→ **Описание задания**: Выпишите, пожалуйста, все географические названия из отрывка из текста в той грамматической форме, в какой они там стоят.

→ **Отрывок из текста**:
Опубликовано в журнале Знамя, номер 2, 2005
Я любил тебя три года
За прелестну красоту,
А теперь любить не стану,
На Кавказ служить пойду.
Народное
Державное чувство россиян подвергается в последние полтора десятилетия постоянным уколам со стороны отложившихся от империи братских республик. Степень болезненности бывает различной. В странах Балтии, например, неприязнь к России была всегда заметной, и потому обида переживается не так уж остро, привычно. Много лет назад, еще в советские времена, мой тогдашний приятель, казах, побывав во время отпуска в Латвии, по возвращении домой, а дело было в Караганде, воскликнул сокрушенно: “Слушай, как там нас, русских, не любят!”. Теперь и в Казахстане отношение к бывшей метрополии, скажем так, сдержанное, и это задевает тонкие струны славянской души.

→ **Записанные данные**:

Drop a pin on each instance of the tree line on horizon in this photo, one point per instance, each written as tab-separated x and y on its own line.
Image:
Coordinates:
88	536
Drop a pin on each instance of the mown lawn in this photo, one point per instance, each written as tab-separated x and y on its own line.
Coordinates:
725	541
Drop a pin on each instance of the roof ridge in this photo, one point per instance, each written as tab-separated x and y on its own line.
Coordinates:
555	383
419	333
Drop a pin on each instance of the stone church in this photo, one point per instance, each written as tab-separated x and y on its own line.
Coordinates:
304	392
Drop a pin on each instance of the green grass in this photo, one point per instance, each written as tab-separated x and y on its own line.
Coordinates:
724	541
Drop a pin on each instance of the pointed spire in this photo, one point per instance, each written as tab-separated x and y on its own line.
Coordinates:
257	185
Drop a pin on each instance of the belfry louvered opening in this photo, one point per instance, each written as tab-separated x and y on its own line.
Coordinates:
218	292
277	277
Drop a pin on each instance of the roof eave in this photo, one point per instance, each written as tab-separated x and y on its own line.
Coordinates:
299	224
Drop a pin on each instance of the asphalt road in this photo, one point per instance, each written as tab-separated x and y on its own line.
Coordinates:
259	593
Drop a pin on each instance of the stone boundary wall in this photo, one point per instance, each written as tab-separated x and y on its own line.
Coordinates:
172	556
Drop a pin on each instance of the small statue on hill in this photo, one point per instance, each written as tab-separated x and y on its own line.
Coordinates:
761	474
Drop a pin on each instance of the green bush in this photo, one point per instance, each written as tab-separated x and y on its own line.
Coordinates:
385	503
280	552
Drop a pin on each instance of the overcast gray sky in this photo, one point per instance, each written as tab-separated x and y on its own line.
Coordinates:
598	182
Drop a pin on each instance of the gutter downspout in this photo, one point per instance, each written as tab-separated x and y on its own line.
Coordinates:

--

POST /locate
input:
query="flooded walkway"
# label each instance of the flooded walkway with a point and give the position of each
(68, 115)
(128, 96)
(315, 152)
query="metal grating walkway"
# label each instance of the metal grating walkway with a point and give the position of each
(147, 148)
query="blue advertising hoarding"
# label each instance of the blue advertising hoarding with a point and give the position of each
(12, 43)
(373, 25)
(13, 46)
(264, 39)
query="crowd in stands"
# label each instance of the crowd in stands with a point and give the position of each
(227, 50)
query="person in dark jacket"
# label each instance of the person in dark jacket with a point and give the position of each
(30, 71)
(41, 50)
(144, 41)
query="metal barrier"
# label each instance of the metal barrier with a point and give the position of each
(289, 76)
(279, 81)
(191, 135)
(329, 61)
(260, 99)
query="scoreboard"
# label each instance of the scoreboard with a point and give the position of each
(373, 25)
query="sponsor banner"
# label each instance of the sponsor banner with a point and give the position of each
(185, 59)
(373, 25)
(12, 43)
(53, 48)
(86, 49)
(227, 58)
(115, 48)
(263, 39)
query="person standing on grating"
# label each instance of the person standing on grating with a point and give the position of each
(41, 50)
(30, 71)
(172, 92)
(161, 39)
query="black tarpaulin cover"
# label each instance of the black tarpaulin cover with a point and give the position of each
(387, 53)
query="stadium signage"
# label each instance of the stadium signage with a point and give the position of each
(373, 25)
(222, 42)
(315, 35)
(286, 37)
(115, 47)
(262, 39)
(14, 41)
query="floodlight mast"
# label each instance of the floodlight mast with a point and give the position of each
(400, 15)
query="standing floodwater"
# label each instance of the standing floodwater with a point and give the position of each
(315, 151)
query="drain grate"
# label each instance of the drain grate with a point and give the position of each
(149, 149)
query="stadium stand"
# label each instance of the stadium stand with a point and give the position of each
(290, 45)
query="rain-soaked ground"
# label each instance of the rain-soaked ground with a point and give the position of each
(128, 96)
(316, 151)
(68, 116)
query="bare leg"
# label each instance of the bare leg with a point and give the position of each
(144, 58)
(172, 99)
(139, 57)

→ **Решённая задача**: Кавказ, Балтии, России, Латвии, Караганде, Казахстане